| Brano fornito |
· · · ·

UFFICIO NAZIONALE PER LE COMUNICAZIONI SOCIALI
DELLA CONFERENZA EPISCOPALE ITALIANA

Ma l'uomo vince per distacco sul suo “doppio”

E' ormai dalla fine degli anni Ottanta che gli "avatar" si aggirano in Internet e il loro uso è sempre più comune nei videogiochi, nelle chat, in «Second Life» e così via. Ma il cammino verso la perfezione di questi speciosi alter-ego è ancora lungo...
21 Ottobre 2010
In attesa che i volenterosi gnomi della genetica ci provvedano di cloni da inviare qua e là all’occorrenza come nostri ambasciatori plenipotenziari (e magari, grazie ai cloni dei cloni, ci illudano di un’asintotica immortalità), gli informatici ci hanno regalato l’«avatar», nostro simulacro digitale che, introdotto nell’infospazio di Internet, si muove e parla come un essere umano, seguendo i dettami e imitando lo stile del titolare. Avatar è parola sanscrita, che significa «disceso», e nella religione induista designa l’incarnazione di un dio (di solito Vishnu) in un corpo umano o animale al fine, per esempio, di opporsi alle forze demoniache e al declino della giustizia: gli avatar sono intermediari tra l’essere supremo e i mortali. Di recente il termine è divenuto popolare grazie all’omonimo film di James Cameron, in cui l’avatar è un corpo sintetico, prodotto da una manipolazione che mescola il patrimonio genetico di un uomo con quello del popolo alieno dei Na’vi. Nel suo avatar l’uomo può «discendere», cioè incarnarsi, quando il suo corpo originale è preda di un coma profondo: è un trapianto non di corpo, bensì di mente, o di spirito. Tornando dal fantastico cinematografico al reale, o meglio al virtuale, è ormai dalla fine degli anni Ottanta che gli avatar si aggirano in Internet e il loro uso è sempre più comune nei videogiochi, nelle chat, in «Second Life» e così via. Ma il cammino verso la perfezione di questi speciosi alter-ego è ancora lungo: il difetto più cospicuo è la loro goffaggine, la rozzezza del linguaggio corporeo, che negli umani è invece raffinatissimo e accompagna sempre l’eloquio, tanto che, per un bravo osservatore, gestualità, postura, espressione del volto, tono della voce e così via sono spesso più significativi delle parole. Gli avatar, insomma, sono ancora maldestri pupazzi che tentano un’impacciata imitazione degli uomini, un po’ come accade per i robot, che ne sono, in un certo senso, la controparte materiale.
È dal confronto tra noi e i robot o gli avatar, tra le nostre e le loro capacità che ci rendiamo meglio conto, per somiglianza e differenza, di quello che noi siamo e di ciò che riusciamo a fare. Ora Sergey Levine e Vladen Koltun dell’università di Stanford in California, sono ricorsi a tecniche cinematografiche per tradurre in immagini digitali i movimenti compiuti da un attore mentre parla, creando un software che associa il linguaggio del corpo alle parole, o meglio alla prosodia: intonazione, ritmo, durata, accento, tono, lunghezza delle sillabe (non si tratta dunque del significato delle parole). Le immagini sono usate per addestrare l’avatar, insegnandogli ad associare la prosodia dell’attore con la velocità, l’ampiezza e la direzione dei suoi gesti.
L’intento è quello di rendere più naturale la gestualità dell’avatar, ma c’è da chiedersi se, sfruttando la gestualità esperta ma fors’anche stereotipata di un attore, non si corra il rischio di allontanarsi dal linguaggio corporeo medio delle persone ordinarie non più per difetto ma per eccesso.

· · · ·

| Blocco dati |
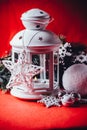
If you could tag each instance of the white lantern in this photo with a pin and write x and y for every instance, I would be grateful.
(41, 48)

· · · ·

| Prova tu |
Ricopia parola per parola il tratto del brano fornito che va da "UFFICIO NAZIONALE PER" fino a "è ancora lungo...". Le righe qui non hanno alcun ruolo.

| Risposta al problema |
UFFICIO NAZIONALE PER LE COMUNICAZIONI SOCIALI
DELLA CONFERENZA EPISCOPALE ITALIANA

Ma l'uomo vince per distacco sul suo “doppio”

E' ormai dalla fine degli anni Ottanta che gli "avatar" si aggirano in Internet e il loro uso è sempre più comune nei videogiochi, nelle chat, in «Second Life» e così via. Ma il cammino verso la perfezione di questi speciosi alter-ego è ancora lungo...